Bobm I will not pretend to be a Constitutional scholor. However imposing our views and morals to forein people were not the goal of our founding fathers. This touchy feely view you have to give freedom and democracy to forein lands at the cost of American life is absurd. Bobm I thank you for serving our country and traveling to forein lands and leaving loved ones behind in order to do so, I can not thank you enought. But as a civillian you have an even more important job, to make sure we dont make the same mistakes twice, you risked life and limb in Vietnam and for what, policy makers got tired of our efforts and quit the American people got tired of or could not grasp the concept of the war and quit. We are doing this again. Our goverment knows this, sending our most valuble resourse, the young to wast for no gain "for most of us" is pornographic. Sorry Bobm I just dont see it your way.

Artic Plainsman I could not agree with you more. :beer:

By the way why were you going to delete my last posting, was it offensive was I out of line or did you just not like what I said ? Now like I said I am no Constitutional scholor but I do belive freedom of speech is in the Constitution!!


----------



## Plainsman (Jul 30, 2003)

We were in Viet Nam because at one time communism threatened us globally. You perhaps don't remember, but in the 50's and early 60's we had a early warning system that was tested about four times a year. The radio stations would emit a cut off programming, emit a loud buzzing sound to get your attention, and warn of a Russian bomb attack. If you were in school you went to an interior hallway and got into a sort of fetal position. We always said it looked like we were trying to kiss our *** goodbye. 
Russia did move missiles into Cuba. Communism was pushing it's self and it's ideals onto the world. We choose to try and stop it before it was on our doorstep. That's why Kennedy took the Cuban missiles so serious. 
Unfortunately while we were in Viet Nam is when the modern liberal movement began and insured our humiliation and the death of thousand of innocent Viet Nam people. People like Jane Fonda and Kerry will carry that blood on their hands to their graves. 
The threat of communism for the most part disappeared because Regan faced them head on. The arms race cost us a lot of money, but it drove communism bankrupt. We won not in war, but in economic power. 
Today we face enemies in the middle east for the same reason. To keep radical Islam and it's related terrorists off the streets of America.


----------



## Gohon (Feb 14, 2005)

Stored items from a collection
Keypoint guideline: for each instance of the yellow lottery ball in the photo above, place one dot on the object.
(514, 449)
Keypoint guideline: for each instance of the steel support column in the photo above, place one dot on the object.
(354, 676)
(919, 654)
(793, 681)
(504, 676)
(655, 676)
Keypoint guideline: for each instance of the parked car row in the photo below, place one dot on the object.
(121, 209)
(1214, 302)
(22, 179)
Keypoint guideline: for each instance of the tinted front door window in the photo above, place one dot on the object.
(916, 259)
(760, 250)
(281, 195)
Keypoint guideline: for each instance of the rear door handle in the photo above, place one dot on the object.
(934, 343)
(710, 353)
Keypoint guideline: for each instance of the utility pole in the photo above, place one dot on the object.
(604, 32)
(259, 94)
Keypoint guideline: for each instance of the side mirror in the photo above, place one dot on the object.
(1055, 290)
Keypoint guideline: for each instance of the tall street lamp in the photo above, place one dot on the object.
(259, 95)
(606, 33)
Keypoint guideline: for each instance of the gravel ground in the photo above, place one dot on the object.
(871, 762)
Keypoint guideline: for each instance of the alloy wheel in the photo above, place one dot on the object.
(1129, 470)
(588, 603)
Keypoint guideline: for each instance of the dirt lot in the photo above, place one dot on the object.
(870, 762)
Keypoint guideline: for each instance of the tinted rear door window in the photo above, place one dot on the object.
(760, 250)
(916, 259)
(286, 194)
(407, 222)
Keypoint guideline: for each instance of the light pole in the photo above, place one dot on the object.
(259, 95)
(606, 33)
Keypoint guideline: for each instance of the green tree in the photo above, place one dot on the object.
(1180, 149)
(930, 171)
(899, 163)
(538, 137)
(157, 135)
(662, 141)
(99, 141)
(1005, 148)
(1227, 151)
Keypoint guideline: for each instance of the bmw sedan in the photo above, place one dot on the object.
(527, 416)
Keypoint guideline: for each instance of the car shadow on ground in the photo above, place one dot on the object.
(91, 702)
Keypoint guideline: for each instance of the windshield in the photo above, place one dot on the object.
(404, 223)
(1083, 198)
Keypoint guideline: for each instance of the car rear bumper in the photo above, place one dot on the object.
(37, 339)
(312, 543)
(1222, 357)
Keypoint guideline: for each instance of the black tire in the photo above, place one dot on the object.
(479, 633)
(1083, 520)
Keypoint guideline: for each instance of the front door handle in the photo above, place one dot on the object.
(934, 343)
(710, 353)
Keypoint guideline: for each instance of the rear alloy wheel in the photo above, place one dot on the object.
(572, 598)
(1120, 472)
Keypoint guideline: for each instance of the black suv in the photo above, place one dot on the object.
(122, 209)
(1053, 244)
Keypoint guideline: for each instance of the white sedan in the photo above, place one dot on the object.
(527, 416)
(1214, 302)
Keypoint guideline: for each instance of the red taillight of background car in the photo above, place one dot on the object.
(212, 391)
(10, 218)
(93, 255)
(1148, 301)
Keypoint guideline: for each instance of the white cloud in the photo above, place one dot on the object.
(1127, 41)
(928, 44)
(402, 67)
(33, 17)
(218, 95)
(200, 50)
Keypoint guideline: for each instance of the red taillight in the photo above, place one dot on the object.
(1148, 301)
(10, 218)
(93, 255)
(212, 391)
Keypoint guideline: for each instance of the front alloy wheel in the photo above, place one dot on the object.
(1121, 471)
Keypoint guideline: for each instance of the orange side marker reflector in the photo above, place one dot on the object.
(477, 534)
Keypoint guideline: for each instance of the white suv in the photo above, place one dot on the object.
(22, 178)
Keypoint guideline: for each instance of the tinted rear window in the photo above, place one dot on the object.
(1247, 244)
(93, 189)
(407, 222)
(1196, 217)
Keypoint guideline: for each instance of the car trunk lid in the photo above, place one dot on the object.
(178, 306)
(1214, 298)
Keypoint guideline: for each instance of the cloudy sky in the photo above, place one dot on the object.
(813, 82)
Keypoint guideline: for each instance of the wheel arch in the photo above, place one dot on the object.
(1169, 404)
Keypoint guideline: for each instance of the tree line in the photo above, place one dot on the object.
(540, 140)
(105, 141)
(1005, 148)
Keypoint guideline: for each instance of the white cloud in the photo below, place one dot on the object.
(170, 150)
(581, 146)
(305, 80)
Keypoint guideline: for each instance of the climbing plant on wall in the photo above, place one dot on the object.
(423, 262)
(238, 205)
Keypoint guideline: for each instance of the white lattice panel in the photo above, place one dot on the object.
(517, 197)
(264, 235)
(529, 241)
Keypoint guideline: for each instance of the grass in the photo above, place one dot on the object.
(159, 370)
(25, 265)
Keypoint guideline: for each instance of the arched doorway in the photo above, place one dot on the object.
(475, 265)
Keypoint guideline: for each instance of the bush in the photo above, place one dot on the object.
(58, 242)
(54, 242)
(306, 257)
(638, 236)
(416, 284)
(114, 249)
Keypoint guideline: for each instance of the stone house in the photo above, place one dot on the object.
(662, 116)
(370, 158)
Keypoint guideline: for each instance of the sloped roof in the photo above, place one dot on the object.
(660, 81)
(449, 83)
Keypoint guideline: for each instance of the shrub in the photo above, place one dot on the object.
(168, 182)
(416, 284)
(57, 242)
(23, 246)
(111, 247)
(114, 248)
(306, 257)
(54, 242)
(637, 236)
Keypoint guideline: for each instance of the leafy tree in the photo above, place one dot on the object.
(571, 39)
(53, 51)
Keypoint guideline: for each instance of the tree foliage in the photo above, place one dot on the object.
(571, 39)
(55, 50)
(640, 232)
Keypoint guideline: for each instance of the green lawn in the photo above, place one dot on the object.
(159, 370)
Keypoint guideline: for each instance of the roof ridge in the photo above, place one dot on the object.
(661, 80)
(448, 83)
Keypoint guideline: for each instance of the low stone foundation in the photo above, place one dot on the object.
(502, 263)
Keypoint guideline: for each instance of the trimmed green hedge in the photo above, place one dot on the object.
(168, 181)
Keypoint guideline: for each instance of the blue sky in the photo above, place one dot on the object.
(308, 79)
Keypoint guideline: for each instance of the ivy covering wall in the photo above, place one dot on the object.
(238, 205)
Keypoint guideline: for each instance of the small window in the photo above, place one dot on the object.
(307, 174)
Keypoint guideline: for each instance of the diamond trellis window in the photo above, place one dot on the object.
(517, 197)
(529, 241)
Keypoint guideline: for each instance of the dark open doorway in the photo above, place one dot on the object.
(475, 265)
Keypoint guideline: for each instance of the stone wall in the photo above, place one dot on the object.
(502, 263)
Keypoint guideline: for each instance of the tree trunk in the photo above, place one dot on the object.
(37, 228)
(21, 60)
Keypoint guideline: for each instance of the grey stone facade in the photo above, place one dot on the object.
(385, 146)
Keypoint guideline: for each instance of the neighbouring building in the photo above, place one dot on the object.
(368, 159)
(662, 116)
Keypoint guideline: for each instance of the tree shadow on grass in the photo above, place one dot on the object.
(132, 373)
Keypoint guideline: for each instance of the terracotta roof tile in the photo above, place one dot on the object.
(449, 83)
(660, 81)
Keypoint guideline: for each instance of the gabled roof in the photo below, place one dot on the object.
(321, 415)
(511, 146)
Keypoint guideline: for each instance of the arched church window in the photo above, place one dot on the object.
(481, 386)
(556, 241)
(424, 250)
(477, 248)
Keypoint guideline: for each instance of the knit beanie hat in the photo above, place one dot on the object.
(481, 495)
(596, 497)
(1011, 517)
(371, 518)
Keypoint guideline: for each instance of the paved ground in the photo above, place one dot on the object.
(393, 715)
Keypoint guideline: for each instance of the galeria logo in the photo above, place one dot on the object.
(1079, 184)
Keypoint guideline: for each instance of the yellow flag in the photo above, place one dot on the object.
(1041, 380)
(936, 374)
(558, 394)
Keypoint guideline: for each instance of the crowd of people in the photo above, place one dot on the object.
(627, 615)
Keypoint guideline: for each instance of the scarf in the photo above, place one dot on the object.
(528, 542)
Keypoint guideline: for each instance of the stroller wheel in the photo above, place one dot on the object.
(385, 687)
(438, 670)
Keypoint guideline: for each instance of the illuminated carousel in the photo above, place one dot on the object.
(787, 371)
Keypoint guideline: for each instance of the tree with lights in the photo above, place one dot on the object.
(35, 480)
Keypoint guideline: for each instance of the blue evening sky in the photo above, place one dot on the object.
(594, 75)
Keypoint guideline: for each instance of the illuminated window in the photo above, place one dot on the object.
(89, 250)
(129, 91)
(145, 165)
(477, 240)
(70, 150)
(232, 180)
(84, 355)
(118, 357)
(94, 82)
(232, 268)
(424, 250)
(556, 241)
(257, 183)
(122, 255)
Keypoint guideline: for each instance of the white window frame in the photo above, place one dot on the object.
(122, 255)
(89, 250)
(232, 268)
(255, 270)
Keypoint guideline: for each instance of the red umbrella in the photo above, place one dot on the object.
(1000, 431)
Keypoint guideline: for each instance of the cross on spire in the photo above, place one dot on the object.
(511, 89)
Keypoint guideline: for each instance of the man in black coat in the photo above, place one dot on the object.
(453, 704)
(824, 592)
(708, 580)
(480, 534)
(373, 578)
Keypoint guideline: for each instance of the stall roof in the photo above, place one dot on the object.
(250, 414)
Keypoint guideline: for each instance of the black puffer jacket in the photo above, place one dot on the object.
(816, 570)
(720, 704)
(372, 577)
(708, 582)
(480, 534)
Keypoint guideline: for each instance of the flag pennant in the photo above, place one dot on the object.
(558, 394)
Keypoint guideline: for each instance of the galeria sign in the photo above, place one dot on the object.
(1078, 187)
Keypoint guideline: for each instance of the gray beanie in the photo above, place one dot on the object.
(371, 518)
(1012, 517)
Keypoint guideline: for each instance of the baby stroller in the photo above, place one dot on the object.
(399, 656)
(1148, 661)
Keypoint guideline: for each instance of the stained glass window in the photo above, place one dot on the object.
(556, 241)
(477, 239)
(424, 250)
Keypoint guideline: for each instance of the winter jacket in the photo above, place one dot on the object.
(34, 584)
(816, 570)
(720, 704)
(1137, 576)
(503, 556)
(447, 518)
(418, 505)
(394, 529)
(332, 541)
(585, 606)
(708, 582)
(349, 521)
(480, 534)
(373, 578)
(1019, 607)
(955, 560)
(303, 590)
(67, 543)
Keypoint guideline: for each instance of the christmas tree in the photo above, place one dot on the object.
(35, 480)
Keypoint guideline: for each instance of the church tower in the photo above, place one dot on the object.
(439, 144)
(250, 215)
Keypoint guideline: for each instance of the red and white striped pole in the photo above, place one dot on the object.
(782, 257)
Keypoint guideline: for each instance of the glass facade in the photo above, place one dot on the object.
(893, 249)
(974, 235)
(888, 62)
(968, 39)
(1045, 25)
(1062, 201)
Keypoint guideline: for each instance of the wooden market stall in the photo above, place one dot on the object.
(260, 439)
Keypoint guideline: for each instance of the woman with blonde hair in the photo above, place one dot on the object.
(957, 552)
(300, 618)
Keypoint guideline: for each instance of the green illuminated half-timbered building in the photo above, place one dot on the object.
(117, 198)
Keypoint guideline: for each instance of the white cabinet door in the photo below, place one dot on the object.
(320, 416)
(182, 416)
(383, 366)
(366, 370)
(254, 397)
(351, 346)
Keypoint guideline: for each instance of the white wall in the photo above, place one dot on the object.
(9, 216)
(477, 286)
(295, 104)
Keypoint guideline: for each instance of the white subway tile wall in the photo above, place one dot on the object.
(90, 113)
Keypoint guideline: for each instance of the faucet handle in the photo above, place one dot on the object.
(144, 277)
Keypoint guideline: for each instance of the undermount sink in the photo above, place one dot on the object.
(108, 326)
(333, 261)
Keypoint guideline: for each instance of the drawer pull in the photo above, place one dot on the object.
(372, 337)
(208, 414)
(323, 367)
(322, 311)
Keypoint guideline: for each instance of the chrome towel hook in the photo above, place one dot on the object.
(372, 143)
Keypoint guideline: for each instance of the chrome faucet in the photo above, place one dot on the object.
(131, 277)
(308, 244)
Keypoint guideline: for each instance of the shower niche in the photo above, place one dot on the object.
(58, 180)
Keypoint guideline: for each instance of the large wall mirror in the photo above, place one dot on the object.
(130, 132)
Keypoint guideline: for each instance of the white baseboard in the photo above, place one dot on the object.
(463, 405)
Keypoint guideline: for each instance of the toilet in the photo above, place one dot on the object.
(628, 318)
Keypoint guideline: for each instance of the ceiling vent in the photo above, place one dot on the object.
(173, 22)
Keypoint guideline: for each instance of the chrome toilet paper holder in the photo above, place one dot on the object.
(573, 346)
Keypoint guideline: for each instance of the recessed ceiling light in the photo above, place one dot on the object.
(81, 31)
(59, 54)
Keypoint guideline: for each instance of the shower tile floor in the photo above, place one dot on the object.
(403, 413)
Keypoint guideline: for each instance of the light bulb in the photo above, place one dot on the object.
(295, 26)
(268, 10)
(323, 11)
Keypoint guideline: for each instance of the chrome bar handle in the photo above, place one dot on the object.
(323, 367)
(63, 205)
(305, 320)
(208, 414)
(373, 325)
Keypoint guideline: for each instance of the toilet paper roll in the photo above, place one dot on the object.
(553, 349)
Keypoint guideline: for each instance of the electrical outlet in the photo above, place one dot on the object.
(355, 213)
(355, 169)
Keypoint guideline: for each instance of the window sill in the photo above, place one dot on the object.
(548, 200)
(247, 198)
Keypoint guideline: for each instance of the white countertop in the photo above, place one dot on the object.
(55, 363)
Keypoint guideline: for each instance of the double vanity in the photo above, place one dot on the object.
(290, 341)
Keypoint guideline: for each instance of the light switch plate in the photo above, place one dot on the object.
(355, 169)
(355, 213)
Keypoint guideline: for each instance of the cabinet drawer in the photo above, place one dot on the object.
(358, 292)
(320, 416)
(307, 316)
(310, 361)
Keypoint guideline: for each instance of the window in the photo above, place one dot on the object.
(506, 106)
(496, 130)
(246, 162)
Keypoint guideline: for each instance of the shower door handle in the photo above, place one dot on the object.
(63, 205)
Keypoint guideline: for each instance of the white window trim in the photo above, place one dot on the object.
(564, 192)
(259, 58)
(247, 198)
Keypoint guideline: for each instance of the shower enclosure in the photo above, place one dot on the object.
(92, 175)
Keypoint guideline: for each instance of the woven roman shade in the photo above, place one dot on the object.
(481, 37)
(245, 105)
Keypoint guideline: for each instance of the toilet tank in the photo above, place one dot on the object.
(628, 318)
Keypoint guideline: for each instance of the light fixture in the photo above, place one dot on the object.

### [Task list]
1. In the Vietnam thread, how does Plainsman explain the largely vanished threat of communism? Answer in one to three sentences.
2. Please carry on the Vietnam thread from where it stops.
This material comes from a separate source.

### [Answers given]
1. Plainsman says the threat disappeared because "Regan faced them head on." The arms race cost the US a lot of money, but it drove communism bankrupt, so the victory came through economic power rather than war.

2.
Bore, you mentioned not making the same mistake twice. We already have done that many times over. We sat back and refused to help Britain in the beginning because of the isolationist. The reward was for Pearl Harbor to be attacked because the Japanese assumed we wouldn't do anything. We sat back and watch our Marines being blown up in Lebanon and our ships blown up in harbor. Reward for that was planes flying into the twin towers because they thought we wouldn't do anything. This is not about forcing our views and morals on Iraq or anyone else but it is everything about protecting our own economy. Yes I know the President and others talk about the freedom in Iraq now and how nice that is, and it is, but that is politics and for those that can't see the big picture. A Democracy in Iraq, any kind of Democracy is protection for us. We are in a global economy today and as a result our very survival as a nation depends on how we protect that economy. We can not afford to allow someone like Saddam to threaten the very countries we depend on for survival and our way of life or to openly support those that would do us harm. For this same reason you can almost take it to the bank that we will hit Iran sooner or later.

Our founding Fathers could never have imagined what the world would have looked like today. Their biggest concern was to place a 12 mile international water restriction boundary around the United States because the biggest guns of that day had a range of only 3 miles. An invading army back then took hundreds of ships and days to off load troops and it had to be done in a large harbor such as New York which is exactly what the British did. Today a missile in the wrong hands will take out New York in a few seconds.


----------



## Bore.224 (Mar 23, 2005)

Plainsman, Gohan I agree with you both, the part that I dont think we see eye to eye on is , is it possible! Yes if we could establish a democrocy with free people in the Middle East it would be great! Neighboring countrys most likley would follow suit in the long run, and our current enemys would be neutrilized not by bullets but by assimulation. Is it worth a try then you might ask me and I would say yes IF 1.we had the pubic behind it .2 We could keep the current administration in place for the time we needed to do it. 3. we did not have another party trying undermine the whole thing. Hopefully now you see the angle I see this situation in. Gohan like you said our founding fathers could never have imagined the world today, our Goverment is not engineered to win a war like this! As almost always thought I hope I am wrong! :-?


----------



## Plainsman (Jul 30, 2003)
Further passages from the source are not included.